WORK REQUEST A: Name the government bodies and companies mentioned in the first sentence of the landfill passage.
WORK REQUEST B: Please reproduce the stretch of the landfill passage from "The County of" through "to be tested.".
WORK REQUEST C:
Answer these questions using the landfill passage:
(i) What did the County of Ventura issue to Waste Management, and for which facility?
(ii) Whose discretion determines the extent of inspections by County employees?
(iii) With respect to what material is Ventura County supposed to be enforcing the laws and regulations?

DOCUMENT TEXT:

Start of Block


    The County of Ventura as agent or “LEA” for the State of California’s agency called CalRecycle also issued a State permit to Waste Management for the Simi Valley Landfill, which requires the landfill operator to comply with a large number of CalRecycle Regulations and State laws about landfills aka dumps. Theoretically Ventura County is supposed to be enforcing those laws and regulations with respect to the “toxic” Fire Ash and Fire Debris. The extent to which those inspections are made by County employees is also a matter of discretion on the part of the County Manager in controlling the County employees, unless the majority of the Board of Supevisors give her an explicitly directive like “We want every load coming from the fire areas to be tested.

End of Block

DATA EXCERPTS:
Start of Block

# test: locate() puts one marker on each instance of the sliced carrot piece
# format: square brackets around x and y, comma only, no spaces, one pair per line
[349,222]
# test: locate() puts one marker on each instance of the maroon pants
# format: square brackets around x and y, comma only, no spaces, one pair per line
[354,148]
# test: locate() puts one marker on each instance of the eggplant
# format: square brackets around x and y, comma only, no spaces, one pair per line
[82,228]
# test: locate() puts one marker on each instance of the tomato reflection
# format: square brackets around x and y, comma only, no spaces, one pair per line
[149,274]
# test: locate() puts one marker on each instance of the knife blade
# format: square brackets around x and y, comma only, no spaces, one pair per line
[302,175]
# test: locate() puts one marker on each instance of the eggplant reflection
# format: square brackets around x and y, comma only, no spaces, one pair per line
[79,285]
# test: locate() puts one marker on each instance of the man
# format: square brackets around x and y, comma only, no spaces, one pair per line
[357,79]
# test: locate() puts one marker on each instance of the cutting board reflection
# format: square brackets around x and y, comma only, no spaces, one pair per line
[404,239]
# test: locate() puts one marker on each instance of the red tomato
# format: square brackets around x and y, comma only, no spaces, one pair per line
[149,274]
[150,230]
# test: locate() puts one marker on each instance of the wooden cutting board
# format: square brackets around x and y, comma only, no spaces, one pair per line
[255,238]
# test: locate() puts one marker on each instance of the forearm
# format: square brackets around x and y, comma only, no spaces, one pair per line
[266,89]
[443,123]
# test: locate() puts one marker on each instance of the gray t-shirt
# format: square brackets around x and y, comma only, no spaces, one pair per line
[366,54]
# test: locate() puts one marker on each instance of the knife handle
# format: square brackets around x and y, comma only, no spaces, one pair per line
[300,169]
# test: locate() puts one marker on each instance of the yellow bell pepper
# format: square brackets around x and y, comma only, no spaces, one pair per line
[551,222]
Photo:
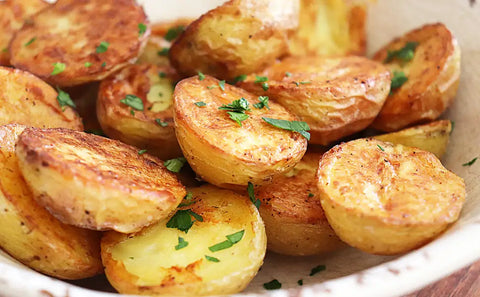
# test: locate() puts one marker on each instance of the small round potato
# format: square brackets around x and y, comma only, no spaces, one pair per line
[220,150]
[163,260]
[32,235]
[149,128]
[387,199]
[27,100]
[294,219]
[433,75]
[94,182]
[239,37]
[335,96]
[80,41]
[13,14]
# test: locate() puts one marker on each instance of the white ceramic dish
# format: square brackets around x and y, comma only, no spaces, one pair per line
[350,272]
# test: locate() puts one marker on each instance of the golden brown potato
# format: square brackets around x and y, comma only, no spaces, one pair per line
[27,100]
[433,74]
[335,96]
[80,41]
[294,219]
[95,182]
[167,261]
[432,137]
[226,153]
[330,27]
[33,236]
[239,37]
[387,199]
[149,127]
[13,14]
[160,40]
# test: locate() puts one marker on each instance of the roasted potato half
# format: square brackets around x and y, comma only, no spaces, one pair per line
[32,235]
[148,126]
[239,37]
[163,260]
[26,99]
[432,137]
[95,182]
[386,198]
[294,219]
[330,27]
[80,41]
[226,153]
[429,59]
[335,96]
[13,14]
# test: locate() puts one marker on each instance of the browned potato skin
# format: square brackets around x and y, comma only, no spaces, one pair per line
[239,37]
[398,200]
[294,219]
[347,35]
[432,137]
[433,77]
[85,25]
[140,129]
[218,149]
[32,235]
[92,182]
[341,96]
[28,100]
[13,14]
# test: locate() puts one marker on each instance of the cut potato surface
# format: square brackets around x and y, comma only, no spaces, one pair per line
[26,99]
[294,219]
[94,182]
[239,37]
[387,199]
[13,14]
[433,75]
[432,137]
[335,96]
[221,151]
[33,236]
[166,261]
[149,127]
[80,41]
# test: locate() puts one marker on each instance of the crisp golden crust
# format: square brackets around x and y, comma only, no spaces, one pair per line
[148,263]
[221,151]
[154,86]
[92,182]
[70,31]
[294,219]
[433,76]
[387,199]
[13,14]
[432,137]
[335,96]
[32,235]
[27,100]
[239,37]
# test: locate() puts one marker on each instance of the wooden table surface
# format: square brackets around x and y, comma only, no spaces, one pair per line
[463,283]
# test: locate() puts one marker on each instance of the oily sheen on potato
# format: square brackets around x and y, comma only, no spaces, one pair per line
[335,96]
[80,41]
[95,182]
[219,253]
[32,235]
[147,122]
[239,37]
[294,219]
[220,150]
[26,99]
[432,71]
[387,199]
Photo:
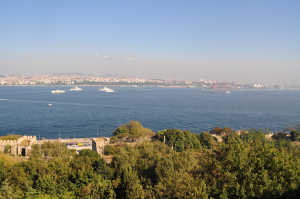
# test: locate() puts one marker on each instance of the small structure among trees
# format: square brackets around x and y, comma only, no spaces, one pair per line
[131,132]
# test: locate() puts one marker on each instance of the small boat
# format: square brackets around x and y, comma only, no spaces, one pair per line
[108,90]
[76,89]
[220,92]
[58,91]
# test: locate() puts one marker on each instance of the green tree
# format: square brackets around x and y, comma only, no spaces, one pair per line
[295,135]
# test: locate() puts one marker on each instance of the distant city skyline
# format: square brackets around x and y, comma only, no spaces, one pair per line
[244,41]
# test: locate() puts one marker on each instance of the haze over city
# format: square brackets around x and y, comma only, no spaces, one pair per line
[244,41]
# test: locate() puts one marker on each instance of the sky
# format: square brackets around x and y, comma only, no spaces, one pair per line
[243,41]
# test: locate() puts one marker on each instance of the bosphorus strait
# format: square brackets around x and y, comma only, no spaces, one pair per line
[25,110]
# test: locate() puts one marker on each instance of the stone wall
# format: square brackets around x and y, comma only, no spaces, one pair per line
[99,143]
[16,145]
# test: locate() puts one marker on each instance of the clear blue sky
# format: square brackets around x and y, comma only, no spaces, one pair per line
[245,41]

End of Block
Start of Block

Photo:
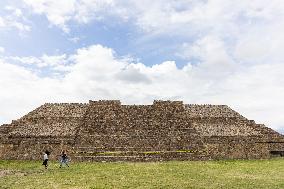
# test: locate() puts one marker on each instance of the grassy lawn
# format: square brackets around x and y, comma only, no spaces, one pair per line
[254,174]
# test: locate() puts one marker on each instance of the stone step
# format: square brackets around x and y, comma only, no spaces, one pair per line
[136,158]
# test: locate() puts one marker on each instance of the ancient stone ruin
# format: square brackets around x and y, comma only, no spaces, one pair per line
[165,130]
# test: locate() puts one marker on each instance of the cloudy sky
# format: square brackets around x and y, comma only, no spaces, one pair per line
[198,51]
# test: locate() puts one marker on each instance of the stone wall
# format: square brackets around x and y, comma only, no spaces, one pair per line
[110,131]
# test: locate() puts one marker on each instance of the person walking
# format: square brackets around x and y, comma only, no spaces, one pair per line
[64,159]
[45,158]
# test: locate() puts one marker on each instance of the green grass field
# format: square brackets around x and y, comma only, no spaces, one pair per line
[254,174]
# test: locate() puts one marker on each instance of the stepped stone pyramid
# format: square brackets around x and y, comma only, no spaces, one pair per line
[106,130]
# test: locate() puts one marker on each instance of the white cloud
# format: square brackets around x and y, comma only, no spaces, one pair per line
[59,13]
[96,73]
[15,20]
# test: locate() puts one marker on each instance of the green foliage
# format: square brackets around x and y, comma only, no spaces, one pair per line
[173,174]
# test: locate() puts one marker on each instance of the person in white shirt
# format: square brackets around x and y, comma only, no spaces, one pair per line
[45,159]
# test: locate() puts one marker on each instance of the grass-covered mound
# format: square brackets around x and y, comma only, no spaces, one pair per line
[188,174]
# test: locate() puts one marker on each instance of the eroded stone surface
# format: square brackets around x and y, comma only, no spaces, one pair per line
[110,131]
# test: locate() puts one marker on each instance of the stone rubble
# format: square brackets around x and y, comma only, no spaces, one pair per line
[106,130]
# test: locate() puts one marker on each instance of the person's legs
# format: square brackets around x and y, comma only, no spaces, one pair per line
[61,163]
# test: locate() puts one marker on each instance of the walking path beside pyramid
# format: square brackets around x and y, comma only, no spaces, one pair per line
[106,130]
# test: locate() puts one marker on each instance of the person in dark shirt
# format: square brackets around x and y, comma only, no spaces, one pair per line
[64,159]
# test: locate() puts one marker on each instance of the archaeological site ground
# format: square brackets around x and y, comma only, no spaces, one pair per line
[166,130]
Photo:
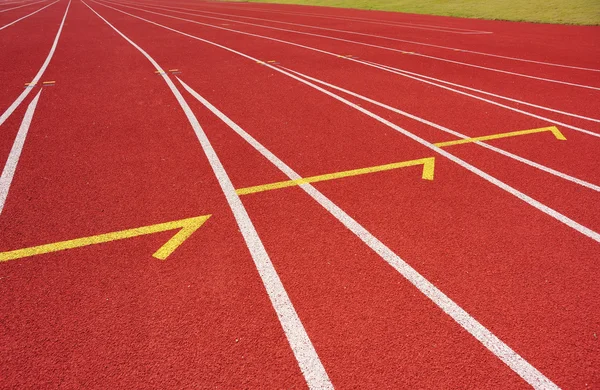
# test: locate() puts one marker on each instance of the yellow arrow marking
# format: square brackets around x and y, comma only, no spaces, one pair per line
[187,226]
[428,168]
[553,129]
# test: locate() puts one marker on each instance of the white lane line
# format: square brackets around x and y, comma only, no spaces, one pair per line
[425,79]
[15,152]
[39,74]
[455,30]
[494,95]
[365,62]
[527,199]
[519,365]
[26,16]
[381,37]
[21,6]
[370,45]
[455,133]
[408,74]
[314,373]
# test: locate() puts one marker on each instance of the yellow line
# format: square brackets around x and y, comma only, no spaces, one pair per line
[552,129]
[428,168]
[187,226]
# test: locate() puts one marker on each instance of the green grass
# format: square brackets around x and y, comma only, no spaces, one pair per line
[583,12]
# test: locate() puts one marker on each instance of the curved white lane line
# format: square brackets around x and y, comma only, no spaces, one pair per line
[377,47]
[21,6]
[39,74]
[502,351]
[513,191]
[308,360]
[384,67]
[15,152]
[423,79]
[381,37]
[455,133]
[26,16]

End of Block

ANSWER BOX A:
County of Ventura
State of California
CalRecycle
Waste Management

ANSWER BOX B:
The County of Ventura as agent or “LEA” for the State of California’s agency called CalRecycle also issued a State permit to Waste Management for the Simi Valley Landfill, which requires the landfill operator to comply with a large number of CalRecycle Regulations and State laws about landfills aka dumps. Theoretically Ventura County is supposed to be enforcing those laws and regulations with respect to the “toxic” Fire Ash and Fire Debris. The extent to which those inspections are made by County employees is also a matter of discretion on the part of the County Manager in controlling the County employees, unless the majority of the Board of Supevisors give her an explicitly directive like “We want every load coming from the fire areas to be tested.

ANSWER BOX C:
(i) A State permit for the Simi Valley Landfill.
(ii) The County Manager's.
(iii) The "toxic" Fire Ash and Fire Debris.